Recently, I have been feeling that everyone else in my life thinks they know exactly how I should live it, and has no problem telling me. On a regular basis. This becomes a problem when all these opinions, shoulds and shouldn’ts, collide. That problem is further compounded when, as every human being, the owner of the life in question (me) has questions about life, wonders what to do next, or is afraid of trying something new (doing book reviews, for example) but does it anyway.
Some people seem to smell naïveté and uncertainty, and instead of respecting that I am just trying my wings, they think it is their duty to hone in on me, throw advice at me until I choke on it, then get upset when I choose to do what I think is best if it doesn’t follow their advice. (Although, you can bet your bottom dollar that they’d be singing my praises if I agreed with any of their advice and followed it).
There are many past examples of how people seem to be unhappy with how I live my life or choices I have made, but a recent one that has to do with literature I thought would be helpful to share and to possibly inspire other people who are feeling frustrated with their current place on the timeline to their goals. I am a member of LinkedIn, where many people often contact me to send me their books for review. A recent message I got started out sounding like a compliment, because the man who wrote it had clearly read my profile and was using flattery about my writing style to make his point. However, the more I thought about his message, the more insulted I became, because his entire reason for contacting me was to tell me that he thought my goal of getting paid to write book reviews should be secondary to writing other things (mainly because he didn’t like book reviewers – my guess is he has had a few bad reviews in his life – and because, according to him, he preferred a readership that could think for themselves).
What really bothered me about his message was that without even getting to know why I do book reviews (to learn for and support other writers, to stop being afraid of sharing my voice, and to keep in practice writing about literature as I continue my academic pursuit of literature over time), he had already taken something that makes me happy, something that makes me feel useful and that I am good at, something that other people like (I have proof of that by all the followers and likes on this blog – thank you all very much!) and tried to cross it out and replace it with what HE is doing with his life. He wasn’t respecting me or what I do, he wasn’t even asking or caring why I do it.
But you know what? I am so sick and tired of being told by other people what I should or should not be doing with my life, and I refuse to stop doing what makes me happy. I am going to keep writing book reviews, and doing it my own way, thank you very much. I have been through a lot in my life and have experienced many wonderful and terrible things, and through it all, reading books and talking about them have always made me happy. They are my therapy. I’m not going to let anybody take that away from me. And whatever current things any of you out there do that make you happy, make you feel useful, make you feel even a little more like there is a place in this world just for you, you keep on doing them too! Hold on to other goals if you like, but don’t let anyone steal your happiness, and don’t give up on the things that make your life worthwhile.

INFORMATION SHOWN
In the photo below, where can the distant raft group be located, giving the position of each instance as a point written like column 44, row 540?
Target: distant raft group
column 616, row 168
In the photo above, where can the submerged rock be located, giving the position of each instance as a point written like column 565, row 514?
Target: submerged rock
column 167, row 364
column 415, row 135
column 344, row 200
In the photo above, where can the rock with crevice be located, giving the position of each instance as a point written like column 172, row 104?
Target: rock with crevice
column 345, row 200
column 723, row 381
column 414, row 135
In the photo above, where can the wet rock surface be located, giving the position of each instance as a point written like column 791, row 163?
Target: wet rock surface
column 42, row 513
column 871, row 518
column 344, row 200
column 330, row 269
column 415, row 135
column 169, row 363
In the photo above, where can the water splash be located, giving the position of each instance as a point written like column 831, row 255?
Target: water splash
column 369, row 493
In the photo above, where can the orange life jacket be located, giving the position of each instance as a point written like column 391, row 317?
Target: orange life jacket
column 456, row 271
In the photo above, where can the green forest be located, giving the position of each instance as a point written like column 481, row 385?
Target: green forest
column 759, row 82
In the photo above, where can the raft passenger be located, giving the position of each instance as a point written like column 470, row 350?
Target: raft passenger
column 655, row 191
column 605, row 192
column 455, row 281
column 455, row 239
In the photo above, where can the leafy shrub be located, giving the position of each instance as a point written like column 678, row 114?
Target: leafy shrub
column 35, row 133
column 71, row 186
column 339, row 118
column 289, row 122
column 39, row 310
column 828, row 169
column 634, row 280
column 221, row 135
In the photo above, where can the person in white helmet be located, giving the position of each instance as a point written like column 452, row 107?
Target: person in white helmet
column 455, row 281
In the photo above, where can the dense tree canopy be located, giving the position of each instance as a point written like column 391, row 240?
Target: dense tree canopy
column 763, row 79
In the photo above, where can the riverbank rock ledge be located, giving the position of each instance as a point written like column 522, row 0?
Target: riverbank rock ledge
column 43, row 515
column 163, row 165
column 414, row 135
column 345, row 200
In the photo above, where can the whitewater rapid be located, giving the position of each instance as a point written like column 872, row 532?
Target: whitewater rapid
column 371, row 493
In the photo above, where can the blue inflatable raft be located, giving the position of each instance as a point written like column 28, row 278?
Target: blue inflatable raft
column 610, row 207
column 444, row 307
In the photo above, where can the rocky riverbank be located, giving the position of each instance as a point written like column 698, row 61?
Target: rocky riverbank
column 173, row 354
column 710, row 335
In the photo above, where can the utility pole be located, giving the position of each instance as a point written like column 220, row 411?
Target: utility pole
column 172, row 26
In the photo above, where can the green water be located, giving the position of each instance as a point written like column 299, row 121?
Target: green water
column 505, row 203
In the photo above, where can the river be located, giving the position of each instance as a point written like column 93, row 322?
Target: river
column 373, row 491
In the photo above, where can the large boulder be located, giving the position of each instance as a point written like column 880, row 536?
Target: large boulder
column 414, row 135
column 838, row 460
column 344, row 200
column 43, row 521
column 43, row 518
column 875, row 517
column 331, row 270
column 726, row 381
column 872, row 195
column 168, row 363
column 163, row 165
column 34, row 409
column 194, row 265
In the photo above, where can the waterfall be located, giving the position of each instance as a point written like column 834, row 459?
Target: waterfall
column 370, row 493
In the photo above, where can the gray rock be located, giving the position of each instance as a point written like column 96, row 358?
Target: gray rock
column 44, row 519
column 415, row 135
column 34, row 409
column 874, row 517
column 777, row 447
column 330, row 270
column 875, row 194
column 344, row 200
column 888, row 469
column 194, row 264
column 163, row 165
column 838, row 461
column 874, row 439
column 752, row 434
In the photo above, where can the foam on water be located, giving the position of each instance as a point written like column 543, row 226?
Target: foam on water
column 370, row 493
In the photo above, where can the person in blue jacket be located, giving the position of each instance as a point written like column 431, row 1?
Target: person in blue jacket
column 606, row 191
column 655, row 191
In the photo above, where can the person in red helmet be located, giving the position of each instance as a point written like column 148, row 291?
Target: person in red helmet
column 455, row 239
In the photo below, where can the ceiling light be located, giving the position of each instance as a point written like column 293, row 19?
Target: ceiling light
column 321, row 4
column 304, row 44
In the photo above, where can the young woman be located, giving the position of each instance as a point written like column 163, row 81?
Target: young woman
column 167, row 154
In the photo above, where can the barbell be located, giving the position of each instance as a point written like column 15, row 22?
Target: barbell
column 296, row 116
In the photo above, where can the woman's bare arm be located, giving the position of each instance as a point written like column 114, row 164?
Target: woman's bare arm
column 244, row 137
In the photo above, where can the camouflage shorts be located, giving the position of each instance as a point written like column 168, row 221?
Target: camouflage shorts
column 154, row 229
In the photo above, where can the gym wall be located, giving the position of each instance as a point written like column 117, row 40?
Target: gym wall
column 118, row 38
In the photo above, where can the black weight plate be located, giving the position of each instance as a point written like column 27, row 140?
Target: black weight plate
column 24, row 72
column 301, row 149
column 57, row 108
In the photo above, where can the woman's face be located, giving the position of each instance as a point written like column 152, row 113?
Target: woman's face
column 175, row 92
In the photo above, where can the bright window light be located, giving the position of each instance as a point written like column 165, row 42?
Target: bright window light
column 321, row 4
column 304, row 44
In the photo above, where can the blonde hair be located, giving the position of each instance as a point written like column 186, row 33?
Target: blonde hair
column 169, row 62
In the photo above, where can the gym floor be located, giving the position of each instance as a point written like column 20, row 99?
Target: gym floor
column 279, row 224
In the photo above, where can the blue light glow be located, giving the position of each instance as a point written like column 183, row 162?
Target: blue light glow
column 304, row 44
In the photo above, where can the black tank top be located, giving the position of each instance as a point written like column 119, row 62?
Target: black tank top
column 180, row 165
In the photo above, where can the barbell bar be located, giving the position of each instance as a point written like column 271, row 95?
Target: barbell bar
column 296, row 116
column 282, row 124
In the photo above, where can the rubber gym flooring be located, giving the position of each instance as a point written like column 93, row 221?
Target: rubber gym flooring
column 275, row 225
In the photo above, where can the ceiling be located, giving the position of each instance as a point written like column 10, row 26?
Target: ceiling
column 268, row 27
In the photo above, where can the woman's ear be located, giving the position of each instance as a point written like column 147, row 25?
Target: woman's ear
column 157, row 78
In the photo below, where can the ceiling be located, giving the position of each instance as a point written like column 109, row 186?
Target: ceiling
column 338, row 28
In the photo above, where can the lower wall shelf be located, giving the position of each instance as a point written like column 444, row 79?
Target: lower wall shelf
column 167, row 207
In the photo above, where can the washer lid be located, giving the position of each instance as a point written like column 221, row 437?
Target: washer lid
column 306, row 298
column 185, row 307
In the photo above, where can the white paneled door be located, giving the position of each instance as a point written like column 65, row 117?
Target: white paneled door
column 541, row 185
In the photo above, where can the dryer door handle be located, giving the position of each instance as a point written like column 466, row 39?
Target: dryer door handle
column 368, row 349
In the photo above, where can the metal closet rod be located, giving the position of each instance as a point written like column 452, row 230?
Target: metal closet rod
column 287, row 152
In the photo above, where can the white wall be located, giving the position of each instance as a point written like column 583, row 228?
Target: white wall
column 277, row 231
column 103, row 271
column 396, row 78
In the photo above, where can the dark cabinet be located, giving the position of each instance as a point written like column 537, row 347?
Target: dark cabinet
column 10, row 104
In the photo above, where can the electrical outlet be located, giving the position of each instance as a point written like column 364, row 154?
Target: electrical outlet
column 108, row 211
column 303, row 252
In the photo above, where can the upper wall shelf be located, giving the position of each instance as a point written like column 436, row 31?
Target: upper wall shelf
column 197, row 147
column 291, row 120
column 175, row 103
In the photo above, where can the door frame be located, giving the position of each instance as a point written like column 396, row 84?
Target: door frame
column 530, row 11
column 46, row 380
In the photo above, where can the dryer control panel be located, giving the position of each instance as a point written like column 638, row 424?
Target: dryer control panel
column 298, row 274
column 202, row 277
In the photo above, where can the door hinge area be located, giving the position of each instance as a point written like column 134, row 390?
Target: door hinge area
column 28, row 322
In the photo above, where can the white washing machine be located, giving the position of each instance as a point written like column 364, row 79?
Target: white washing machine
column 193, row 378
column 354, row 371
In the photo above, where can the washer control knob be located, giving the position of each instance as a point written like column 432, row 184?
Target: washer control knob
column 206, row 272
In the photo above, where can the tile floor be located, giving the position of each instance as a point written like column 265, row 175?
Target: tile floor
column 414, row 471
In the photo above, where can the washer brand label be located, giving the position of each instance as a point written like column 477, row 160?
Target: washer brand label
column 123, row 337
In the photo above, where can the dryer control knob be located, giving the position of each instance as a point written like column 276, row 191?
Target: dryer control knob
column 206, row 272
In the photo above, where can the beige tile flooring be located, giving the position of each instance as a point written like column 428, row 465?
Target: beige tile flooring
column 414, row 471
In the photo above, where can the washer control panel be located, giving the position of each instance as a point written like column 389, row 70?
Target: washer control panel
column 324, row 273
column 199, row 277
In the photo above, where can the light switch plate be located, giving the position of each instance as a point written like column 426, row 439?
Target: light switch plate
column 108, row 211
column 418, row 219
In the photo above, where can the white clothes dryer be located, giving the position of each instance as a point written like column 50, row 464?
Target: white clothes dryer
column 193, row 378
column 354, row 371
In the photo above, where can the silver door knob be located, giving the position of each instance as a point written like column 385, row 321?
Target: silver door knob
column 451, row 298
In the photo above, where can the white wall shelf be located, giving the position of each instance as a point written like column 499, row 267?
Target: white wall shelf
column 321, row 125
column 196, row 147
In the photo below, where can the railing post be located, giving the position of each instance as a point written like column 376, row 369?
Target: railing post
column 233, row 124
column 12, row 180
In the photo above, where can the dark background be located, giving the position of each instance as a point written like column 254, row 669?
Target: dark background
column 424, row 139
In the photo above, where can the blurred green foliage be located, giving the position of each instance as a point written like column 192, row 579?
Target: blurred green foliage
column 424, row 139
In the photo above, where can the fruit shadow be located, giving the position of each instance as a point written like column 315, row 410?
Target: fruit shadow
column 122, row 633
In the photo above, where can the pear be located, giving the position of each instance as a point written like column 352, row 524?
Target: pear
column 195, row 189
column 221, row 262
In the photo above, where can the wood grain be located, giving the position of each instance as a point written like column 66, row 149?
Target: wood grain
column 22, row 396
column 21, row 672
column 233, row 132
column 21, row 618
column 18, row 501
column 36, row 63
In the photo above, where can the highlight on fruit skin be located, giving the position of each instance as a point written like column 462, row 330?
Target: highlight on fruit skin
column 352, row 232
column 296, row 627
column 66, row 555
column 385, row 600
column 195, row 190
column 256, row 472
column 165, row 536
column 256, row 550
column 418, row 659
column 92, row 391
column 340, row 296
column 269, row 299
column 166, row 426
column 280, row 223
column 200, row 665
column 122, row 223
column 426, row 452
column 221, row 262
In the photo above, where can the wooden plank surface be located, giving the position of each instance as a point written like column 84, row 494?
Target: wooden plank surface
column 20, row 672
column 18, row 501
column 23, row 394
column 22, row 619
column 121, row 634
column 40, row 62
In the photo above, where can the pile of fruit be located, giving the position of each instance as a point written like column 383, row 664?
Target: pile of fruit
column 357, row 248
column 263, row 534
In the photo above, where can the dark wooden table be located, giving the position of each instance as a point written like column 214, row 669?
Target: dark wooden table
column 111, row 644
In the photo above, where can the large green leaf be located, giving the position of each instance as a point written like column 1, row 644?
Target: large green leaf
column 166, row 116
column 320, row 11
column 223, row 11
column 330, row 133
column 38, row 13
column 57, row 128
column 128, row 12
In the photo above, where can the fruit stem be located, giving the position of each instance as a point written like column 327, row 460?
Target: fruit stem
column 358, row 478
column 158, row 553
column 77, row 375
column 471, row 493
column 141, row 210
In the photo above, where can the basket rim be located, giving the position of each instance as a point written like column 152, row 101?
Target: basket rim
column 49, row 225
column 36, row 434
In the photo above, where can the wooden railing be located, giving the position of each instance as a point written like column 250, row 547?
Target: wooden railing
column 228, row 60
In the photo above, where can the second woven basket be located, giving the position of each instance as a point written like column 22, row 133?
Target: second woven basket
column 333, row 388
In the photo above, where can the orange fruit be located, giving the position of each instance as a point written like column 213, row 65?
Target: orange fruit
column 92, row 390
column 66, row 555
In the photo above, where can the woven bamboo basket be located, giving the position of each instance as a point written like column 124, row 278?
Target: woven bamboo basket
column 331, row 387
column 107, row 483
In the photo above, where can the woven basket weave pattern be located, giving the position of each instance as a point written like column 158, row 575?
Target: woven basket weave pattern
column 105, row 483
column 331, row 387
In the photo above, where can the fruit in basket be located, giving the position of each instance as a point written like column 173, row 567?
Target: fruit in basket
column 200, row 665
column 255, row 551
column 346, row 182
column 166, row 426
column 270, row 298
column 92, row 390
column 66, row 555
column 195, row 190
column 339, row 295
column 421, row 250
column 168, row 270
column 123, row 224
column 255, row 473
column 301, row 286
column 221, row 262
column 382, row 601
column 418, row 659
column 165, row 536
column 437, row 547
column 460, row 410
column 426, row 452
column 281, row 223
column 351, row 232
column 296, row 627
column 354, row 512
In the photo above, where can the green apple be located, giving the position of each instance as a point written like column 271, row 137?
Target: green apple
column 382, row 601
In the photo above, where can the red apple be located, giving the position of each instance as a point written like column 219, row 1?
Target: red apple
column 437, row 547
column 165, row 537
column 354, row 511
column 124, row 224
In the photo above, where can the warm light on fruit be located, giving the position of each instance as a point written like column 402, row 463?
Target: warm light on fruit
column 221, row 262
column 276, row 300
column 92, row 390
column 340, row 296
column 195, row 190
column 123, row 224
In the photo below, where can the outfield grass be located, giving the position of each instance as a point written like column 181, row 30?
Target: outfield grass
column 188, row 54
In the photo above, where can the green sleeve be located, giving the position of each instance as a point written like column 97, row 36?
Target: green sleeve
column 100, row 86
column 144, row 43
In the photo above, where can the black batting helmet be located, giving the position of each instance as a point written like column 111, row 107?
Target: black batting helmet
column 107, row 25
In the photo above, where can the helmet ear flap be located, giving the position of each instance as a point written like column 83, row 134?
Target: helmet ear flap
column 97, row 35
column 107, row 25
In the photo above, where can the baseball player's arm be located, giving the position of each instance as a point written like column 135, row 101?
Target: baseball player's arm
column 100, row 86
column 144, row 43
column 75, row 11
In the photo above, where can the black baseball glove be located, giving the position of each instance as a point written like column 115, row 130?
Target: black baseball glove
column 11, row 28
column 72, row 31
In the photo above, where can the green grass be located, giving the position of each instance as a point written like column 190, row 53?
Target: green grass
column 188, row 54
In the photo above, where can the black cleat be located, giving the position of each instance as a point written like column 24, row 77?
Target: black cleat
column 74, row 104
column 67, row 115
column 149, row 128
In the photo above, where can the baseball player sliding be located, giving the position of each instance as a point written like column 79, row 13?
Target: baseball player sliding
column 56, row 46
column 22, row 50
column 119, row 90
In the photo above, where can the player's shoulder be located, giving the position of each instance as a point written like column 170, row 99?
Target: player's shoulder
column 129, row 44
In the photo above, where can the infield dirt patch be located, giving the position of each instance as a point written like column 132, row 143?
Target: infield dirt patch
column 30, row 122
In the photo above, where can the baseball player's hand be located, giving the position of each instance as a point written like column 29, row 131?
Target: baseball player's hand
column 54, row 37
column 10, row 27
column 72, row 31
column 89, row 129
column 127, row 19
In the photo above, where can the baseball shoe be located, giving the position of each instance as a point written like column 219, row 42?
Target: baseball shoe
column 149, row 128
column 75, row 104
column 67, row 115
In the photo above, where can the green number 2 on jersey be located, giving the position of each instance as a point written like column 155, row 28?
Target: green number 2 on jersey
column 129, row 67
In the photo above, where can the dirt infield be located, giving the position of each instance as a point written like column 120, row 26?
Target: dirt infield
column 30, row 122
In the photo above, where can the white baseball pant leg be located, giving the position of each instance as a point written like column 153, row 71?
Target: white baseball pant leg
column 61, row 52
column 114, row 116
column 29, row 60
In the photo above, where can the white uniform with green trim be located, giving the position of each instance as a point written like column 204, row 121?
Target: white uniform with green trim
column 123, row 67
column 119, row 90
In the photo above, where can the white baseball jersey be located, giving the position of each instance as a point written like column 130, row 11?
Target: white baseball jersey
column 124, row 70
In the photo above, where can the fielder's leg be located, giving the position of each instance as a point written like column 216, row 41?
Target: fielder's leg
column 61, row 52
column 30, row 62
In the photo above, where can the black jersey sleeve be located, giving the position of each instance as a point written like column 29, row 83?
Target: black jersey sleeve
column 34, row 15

TASK LIST
1) In the blog post about book reviewing:
(a) On which site do many people contact the writer to send books for review?
(b) What did the man who sent the message think the writer's goal of getting paid to write book reviews should be?
(c) What does the writer call reading books and talking about them?
2) Rewrite the blog post from "What really bothered" to "why I do it.", swapping "blog" for "website".
Answer from the blog post alone.

SOLUTIONS TO THE EXERCISE
1)
(a) LinkedIn
(b) Secondary to writing other things
(c) Their therapy

2)
What really bothered me about his message was that without even getting to know why I do book reviews (to learn for and support other writers, to stop being afraid of sharing my voice, and to keep in practice writing about literature as I continue my academic pursuit of literature over time), he had already taken something that makes me happy, something that makes me feel useful and that I am good at, something that other people like (I have proof of that by all the followers and likes on this website – thank you all very much!) and tried to cross it out and replace it with what HE is doing with his life. He wasn’t respecting me or what I do, he wasn’t even asking or caring why I do it.